課題 a »
以下の一覧で、「house」という語を含む行を数え、その数のみを答えてください。

抜粋 »
>>

私は、自分自身が競技者として、ボディビルディング・ウエイトリフティング・パワーリフティング等のバーベル競技をやっていた経験がありません。

S&Cコーチになるべく勉強を始めた当初は、そうした経験がないのはマイナスなんじゃないか、と考えていました。

  • ボディビルディングの経験があれば、筋肥大させることが得意なはず
  • ウエイトリフティングの経験があれば、クリーンやスナッチ等のエクササイズを指導することが得意なはず
  • パワーリフティングの経験があれば、スクワット・ベンチプレス・デッドリフトを指導することが得意なはず

だから、それらの競技の経験を持っている周りのS&Cコーチに対して、引け目を感じているところがありました。

自分には得意とするところ(=武器)がないんじゃないか、という感じで。

 

しかし、さまざまな経験をした今となっては、そうしたバーベル競技をやっていなかったことが、むしろS&Cコーチとしての自分の強みに繋がっているのではないか、と考えるようになりました。

その「強み」とは、「バイアスのない状態で、アスリートの体力を向上させるのに必要なエクササイズのやり方(=フォーム)を徹底して追求して指導することができる」という点です。

 

 

バーベル競技のスクワット vs. S&Cのスクワット

たとえば、「スクワット」というエクササイズがあります。

これは、ボディビルダーもウエイトリフターもパワーリフターも実施しているエクササイズです。

しかし、スクワットのフォームは目的によって大きく異なります。

  • ボディビルダーは特定の筋肉の筋肥大という目的のために最適なフォームでスクワットをします。
  • ウエイトリフターはスナッチとクリーン&ジャークでより高重量を持ち上げるという目的に繋がるようなフォームでスクワットをします。
  • パワーリフターはスクワットが競技種目の1つなので、ルールの範囲内で、できるだけ重い重量を挙げられるようなフォームでスクワットをします。

したがって、一言で「スクワット」と言っても、そのフォーム(=手段)は目的によって大きく異なるのです。

つまり、ボディビルダーがウエイトリフターのスクワットを見て「あのフォームはダメだ」と言ったり、パワーリフターがウエイトリフターのスクワットを見て「フォームを変えれば、もっと高重量を挙げられるはずなのに」と言ったりするのはナンセンスなのです。

そもそも、それぞれの目的は異なるのですから。

実際には、バーベル競技のアスリートが、他のバーベル競技のアスリートのフォームに口出しをしているところを見ることはほとんどありません。

<<

提示資料 »
>>

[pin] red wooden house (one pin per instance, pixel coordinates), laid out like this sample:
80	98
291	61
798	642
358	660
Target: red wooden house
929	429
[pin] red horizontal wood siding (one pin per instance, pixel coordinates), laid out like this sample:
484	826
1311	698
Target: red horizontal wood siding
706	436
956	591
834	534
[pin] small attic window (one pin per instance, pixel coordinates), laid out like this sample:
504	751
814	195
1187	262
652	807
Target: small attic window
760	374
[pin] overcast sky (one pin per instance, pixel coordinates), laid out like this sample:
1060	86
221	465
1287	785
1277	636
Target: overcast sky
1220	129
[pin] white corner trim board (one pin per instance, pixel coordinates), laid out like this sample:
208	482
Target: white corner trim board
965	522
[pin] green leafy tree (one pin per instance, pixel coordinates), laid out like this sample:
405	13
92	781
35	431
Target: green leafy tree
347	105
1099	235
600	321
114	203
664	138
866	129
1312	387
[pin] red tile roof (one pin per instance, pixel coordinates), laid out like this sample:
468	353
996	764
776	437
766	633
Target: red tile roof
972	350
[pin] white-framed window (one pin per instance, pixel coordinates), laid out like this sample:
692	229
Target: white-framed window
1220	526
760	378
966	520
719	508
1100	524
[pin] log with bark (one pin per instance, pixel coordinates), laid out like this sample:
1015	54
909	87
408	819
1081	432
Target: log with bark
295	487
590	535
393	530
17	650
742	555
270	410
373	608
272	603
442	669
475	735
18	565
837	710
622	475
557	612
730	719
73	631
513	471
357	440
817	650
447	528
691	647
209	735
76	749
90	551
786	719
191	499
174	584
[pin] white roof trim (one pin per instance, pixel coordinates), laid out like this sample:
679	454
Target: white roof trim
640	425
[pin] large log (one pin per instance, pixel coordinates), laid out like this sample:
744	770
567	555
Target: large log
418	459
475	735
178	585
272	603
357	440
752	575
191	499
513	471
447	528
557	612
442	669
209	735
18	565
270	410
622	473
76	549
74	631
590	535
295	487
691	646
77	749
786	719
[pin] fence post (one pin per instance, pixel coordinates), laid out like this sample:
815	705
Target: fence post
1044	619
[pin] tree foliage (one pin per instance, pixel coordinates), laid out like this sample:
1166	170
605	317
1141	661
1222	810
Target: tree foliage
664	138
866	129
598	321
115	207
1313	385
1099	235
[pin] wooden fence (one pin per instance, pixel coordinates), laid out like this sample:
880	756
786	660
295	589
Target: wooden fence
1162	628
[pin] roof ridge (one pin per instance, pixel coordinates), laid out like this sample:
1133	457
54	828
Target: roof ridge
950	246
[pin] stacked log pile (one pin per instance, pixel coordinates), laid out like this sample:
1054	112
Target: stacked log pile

<<

課題 b »
抜粋によると、パワーリフターはどのようなフォームでスクワットを行いますか。

解答 a »
2

解答 b »
ルールの範囲内で、できるだけ重い重量を挙げられるようなフォームです。